[DATA SHOWN — start]

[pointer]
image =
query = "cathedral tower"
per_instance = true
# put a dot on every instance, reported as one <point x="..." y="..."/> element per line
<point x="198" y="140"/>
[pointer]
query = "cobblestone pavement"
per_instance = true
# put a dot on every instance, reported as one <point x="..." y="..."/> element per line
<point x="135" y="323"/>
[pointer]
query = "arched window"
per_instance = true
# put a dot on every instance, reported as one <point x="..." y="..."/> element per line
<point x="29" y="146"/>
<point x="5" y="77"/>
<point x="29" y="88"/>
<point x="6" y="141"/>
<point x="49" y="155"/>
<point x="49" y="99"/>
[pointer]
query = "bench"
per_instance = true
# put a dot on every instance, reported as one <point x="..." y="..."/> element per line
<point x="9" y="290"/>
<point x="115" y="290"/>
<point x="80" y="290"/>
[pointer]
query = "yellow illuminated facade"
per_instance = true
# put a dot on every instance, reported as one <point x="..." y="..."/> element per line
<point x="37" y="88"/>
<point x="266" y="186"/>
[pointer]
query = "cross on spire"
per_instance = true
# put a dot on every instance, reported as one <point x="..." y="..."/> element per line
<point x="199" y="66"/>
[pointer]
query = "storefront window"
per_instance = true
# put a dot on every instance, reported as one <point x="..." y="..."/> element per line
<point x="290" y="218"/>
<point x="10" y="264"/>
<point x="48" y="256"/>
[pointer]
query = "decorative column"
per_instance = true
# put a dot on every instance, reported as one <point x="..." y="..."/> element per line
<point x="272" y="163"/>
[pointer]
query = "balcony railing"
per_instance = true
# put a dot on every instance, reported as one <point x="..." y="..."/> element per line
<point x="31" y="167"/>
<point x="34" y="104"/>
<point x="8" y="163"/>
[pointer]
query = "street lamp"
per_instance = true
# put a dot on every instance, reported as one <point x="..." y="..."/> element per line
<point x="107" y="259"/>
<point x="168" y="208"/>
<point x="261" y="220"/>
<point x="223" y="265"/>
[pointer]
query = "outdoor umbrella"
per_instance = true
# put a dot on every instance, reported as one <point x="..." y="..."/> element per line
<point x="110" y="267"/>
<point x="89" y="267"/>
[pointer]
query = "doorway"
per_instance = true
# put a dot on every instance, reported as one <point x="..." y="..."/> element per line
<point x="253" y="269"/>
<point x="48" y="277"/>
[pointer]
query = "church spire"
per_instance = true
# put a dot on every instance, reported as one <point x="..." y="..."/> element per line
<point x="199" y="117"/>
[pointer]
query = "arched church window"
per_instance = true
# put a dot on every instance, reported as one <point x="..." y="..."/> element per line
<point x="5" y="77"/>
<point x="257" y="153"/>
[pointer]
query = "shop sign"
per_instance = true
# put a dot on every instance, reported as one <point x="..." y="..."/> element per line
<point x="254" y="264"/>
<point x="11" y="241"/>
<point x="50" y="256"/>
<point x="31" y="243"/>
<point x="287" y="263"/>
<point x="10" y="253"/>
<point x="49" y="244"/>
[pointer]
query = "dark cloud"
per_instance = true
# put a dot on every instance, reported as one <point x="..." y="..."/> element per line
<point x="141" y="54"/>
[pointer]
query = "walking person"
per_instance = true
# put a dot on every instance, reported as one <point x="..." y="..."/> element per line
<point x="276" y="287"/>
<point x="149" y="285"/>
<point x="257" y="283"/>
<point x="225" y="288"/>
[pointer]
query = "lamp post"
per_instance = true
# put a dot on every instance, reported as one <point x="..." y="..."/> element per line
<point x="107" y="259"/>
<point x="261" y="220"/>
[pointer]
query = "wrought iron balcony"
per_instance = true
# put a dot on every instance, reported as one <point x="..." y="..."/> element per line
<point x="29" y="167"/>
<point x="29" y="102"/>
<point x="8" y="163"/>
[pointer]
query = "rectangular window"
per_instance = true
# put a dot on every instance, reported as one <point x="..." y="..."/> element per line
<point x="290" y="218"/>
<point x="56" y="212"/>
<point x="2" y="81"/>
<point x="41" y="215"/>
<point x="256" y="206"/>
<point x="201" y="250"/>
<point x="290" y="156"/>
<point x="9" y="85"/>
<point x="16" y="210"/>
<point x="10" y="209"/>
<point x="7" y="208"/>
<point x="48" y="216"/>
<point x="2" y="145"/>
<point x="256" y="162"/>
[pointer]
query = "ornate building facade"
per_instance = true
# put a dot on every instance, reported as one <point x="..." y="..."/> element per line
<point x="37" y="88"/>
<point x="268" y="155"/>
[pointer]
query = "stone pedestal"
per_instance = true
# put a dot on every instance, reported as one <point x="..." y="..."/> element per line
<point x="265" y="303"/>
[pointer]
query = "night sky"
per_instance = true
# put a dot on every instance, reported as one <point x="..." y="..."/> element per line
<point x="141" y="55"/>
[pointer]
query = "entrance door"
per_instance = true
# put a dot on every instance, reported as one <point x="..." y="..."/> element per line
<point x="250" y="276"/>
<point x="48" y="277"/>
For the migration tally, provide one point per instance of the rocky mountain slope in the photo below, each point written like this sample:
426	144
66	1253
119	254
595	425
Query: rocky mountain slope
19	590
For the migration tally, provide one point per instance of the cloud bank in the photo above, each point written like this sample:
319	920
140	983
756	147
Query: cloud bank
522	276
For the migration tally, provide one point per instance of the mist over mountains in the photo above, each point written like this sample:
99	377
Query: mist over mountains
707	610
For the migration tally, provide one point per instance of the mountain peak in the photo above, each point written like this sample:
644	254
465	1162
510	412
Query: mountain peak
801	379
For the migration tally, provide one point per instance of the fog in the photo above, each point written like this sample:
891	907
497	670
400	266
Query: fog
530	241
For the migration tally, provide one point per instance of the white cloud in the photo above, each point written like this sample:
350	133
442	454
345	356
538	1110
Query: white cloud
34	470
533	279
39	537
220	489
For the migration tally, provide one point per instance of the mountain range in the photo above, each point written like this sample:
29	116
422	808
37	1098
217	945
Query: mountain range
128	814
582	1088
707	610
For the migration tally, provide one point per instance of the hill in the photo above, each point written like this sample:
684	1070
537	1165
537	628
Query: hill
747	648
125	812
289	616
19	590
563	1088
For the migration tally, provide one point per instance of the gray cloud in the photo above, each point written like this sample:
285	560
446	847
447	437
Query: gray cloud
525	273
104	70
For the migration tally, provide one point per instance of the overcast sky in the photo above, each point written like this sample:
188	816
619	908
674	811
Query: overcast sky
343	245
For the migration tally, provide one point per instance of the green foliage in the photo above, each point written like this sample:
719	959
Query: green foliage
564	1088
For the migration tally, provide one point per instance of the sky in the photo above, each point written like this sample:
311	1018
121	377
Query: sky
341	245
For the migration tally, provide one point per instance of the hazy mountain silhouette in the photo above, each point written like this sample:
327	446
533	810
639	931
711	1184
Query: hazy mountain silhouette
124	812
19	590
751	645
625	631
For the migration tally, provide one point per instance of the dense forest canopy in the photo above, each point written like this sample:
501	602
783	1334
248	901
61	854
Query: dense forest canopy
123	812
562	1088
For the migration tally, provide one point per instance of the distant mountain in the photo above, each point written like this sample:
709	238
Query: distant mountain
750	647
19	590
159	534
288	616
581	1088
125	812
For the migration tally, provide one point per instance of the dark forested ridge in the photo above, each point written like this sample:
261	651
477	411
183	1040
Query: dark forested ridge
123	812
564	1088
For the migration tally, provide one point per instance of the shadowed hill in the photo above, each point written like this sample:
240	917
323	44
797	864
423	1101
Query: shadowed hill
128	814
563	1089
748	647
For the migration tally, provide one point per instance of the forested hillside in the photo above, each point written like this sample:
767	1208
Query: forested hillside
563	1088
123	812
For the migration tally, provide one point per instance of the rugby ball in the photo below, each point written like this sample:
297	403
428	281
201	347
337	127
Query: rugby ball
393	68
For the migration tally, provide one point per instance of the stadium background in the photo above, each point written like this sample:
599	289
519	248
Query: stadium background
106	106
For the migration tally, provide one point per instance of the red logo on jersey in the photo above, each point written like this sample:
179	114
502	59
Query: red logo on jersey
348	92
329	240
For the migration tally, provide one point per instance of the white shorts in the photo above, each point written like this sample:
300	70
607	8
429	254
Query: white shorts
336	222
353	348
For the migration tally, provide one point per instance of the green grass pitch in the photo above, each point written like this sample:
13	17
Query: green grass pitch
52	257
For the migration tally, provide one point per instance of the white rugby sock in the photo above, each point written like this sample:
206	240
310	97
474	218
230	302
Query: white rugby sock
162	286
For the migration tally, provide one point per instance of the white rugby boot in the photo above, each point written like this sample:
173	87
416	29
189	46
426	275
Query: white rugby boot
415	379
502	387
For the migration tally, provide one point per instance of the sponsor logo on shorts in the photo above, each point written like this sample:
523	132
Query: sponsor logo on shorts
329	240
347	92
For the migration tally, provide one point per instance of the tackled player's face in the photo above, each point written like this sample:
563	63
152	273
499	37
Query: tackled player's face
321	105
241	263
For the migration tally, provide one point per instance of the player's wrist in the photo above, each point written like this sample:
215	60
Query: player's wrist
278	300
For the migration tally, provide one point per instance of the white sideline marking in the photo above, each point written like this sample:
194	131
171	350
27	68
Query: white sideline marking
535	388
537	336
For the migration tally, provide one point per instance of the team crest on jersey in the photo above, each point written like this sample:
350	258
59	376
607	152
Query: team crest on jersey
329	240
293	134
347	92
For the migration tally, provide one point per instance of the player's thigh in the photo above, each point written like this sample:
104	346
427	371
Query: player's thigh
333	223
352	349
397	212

[DATA SHOWN — finish]

Look for the string "below" in the entries above. Copy every line that has it.

For the migration tally, provide one point per instance of the rocky mountain slope in the photo below, each point written like this sample:
For the migration tally, provide one point per instance of the rugby ball in the photo below, each point written like this sample:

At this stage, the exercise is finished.